PROVIDED PASSAGE =>
Myra in her later years restored a Cenotaph built at the end of the Great War, “It took over three months to clean the rails, which had been ignored for years,” she wrote. “I continued this task until I was unable to drive.”
We take peace for granted. In simple terms, Myra lays out the horrible consequences of war stretching out long after 1918.
But Myra’s memoirs also highlight the little pleasures of life, such as eating…a banana, or even just eating an apple out of season. Or not having to make your Christmas cake in mid-autumn.
“We also used to make the Christmas cake and pudding a few months before Christmas, because if we waited until November, there might not be any eggs available for cooking.”
One of Myra’s sons remarks on this too. “I don’t think people today realise how much things have changed during these times. Apart from the technological developments which have been so rapid the biggest difference is how we can now obtain foods which are out of season.”
My Great Aunt (b. 1946), recalled when she was a child, and her amazement at seeing a dishwasher. “Dad always said that Jimmie [Myra] was always ahead of the game and he was right. She was so modern. It was the the first dishwasher I had ever seen”
But perhaps Myra summarises it best. “I am thankful that life is much easier now in many ways; particularly with all the mod cons like fridges, washing machines (and of course Sky Sports). I think that electricity must be one of the greatest inventions; it makes life so much easier, even for simple things like making cups of tea. It is available to everyone, rich or poor. Girls also have great freedom now, which we didn’t have growing up.”
And of course modern medicine. But I promised no more on disease.
One of the things that struck me most was how different farming is. Collecting eggs was so hard — but also so homely.

STORED DATA =>
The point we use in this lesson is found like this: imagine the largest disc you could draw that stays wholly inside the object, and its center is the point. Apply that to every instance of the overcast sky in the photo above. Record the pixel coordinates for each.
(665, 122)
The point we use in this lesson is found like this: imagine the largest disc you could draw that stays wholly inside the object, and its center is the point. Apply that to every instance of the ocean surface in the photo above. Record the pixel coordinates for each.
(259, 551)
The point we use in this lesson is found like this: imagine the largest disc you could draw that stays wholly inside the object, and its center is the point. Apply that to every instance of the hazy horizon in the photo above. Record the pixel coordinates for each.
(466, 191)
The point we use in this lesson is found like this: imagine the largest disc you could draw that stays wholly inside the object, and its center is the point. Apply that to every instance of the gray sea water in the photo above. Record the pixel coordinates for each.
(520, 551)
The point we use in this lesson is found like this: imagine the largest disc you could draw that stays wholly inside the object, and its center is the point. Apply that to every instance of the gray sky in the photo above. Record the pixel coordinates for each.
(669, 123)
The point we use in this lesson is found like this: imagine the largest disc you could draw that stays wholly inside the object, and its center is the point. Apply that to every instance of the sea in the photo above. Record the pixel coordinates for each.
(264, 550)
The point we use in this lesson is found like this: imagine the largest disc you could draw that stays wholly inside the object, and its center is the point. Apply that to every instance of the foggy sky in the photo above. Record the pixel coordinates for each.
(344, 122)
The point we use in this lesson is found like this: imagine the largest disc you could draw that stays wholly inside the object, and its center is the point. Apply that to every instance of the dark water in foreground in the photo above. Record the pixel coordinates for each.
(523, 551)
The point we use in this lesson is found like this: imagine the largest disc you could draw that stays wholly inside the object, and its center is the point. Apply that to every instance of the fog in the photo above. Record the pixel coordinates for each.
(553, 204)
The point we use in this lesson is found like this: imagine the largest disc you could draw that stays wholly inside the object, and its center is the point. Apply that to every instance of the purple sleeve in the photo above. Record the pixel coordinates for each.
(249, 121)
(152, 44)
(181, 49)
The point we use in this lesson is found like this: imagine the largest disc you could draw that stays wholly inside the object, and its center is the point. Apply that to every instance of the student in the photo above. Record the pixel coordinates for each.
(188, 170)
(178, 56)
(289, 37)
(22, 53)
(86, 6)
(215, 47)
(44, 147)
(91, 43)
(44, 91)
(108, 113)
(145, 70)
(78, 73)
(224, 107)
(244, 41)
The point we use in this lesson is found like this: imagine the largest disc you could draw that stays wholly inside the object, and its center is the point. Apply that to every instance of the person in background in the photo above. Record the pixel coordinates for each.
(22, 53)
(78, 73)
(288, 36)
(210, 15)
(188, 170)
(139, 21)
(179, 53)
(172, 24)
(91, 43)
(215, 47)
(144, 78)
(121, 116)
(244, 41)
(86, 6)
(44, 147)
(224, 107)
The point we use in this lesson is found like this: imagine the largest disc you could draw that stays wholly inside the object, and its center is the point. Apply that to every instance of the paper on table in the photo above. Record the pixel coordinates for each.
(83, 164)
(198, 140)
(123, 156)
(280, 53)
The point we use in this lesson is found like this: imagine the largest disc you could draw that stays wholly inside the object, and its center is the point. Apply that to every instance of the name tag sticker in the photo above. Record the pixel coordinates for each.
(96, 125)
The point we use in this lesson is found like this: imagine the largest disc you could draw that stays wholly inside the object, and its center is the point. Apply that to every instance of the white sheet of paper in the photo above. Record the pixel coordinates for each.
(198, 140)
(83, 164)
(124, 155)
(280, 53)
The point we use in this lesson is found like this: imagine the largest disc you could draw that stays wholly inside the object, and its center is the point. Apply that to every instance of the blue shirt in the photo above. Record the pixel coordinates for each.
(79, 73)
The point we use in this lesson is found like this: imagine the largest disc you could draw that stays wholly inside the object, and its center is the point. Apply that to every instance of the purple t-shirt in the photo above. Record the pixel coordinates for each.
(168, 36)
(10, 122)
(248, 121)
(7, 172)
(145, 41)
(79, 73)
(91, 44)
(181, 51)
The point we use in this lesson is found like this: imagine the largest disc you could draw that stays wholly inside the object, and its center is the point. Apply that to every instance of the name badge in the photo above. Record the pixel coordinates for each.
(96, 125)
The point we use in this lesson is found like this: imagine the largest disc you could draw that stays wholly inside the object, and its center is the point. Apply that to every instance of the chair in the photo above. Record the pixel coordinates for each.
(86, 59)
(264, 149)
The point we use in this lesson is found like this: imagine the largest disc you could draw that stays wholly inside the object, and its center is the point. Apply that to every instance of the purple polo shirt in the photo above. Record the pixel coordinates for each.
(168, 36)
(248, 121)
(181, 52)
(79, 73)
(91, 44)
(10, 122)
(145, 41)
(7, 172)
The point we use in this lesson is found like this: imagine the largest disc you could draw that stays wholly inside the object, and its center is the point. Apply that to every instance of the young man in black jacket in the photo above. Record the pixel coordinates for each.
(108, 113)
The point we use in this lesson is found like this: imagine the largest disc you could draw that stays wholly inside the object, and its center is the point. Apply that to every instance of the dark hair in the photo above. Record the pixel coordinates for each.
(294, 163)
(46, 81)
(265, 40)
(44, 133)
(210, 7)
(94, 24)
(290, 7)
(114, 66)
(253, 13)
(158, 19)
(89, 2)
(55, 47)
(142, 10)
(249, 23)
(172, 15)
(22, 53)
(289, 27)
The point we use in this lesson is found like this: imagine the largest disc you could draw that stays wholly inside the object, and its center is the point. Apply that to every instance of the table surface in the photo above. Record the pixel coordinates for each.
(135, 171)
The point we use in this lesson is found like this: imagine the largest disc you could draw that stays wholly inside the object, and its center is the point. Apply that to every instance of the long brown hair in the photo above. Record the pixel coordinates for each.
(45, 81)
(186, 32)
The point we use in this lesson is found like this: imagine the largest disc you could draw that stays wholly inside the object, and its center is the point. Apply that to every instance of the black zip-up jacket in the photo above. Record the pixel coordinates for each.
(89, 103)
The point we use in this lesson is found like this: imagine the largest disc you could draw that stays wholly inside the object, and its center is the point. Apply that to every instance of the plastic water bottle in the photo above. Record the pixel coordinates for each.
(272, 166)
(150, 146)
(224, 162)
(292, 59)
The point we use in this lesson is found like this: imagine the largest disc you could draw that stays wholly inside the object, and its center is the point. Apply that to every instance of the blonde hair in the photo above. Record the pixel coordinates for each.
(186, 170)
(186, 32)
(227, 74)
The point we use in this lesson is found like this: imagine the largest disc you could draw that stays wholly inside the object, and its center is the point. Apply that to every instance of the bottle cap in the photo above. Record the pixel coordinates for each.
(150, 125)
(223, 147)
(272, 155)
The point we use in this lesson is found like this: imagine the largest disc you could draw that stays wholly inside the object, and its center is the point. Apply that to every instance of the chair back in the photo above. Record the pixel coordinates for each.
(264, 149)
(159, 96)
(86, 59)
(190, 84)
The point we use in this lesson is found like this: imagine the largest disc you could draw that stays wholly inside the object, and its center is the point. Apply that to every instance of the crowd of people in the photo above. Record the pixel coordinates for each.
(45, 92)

PROBLEMS TO SOLVE =>
1) Could you reproduce the passage about Myra's memoirs word for word, from "My Great Aunt" up to and including "also so homely."?
2) Can you take the passage about Myra's memoirs further, picking up right after its final sentence?
The records come from a separate source and are unrelated to the text.

ANSWERS TO THE EXERCISE =>
1)
My Great Aunt (b. 1946), recalled when she was a child, and her amazement at seeing a dishwasher. “Dad always said that Jimmie [Myra] was always ahead of the game and he was right. She was so modern. It was the the first dishwasher I had ever seen”
But perhaps Myra summarises it best. “I am thankful that life is much easier now in many ways; particularly with all the mod cons like fridges, washing machines (and of course Sky Sports). I think that electricity must be one of the greatest inventions; it makes life so much easier, even for simple things like making cups of tea. It is available to everyone, rich or poor. Girls also have great freedom now, which we didn’t have growing up.”
And of course modern medicine. But I promised no more on disease.
One of the things that struck me most was how different farming is. Collecting eggs was so hard — but also so homely.

2)
My first job outdoors on the farm was to collect the eggs. The hens were let out early in the morning and at about 11am I went out to collect the eggs.
Of course very few of the hens laid their eggs in the henhouse. You see, like birds in the air, the hens wanted their own nests; a nest which no-one could find. It was like playing hide and seek as I tried to locate these nests and it was a difficult task for a child because all the hens were free range and wandered all over the place. I might find eggs laid in the hay cart, the orchard, the hedges; the eggs could be anywhere. It was just impossible to find all the nests.
Today, beaks are clipped, chicks are carted into macerators, and the ‘humane’ ways to kill pigs include chocking them to death with lethal gas. So-called ‘free-range’ chickens are packed 9 to every square metre and battery chickens are so grungily packed neck-to-neck shitting on other chickens’ heads that in some countries they have to be doused in chlorine.
Simple acts of love have great power. This is seen in how Myra remembered her husband.
I was terrible lonely after Pa died and still am. He was a wonderful loving husband. I miss his company and discussing old times. No one else remembers them in the same way; we experienced so many things together. Every night going to bed he used to kiss me, say good night, and tell me he loved me. This was always nice to hear. He always brought me a cup of tea in the morning before he went to work. He was my best friend. I could talk to him about anything and I think of him every day.
I suppose one day I too will die.
We are but dust and […] our days are few and brief, like grass, like flowers, blown by the wind and gone forever.
— Psalm 103
If I am lucky, I will be old, with many great-grandchildren, and be able to reflect that, mostly, I avoided doing evil, and sometimes did good. What changes, then, will I and my generation make for the world my great-grandchildren will inherit?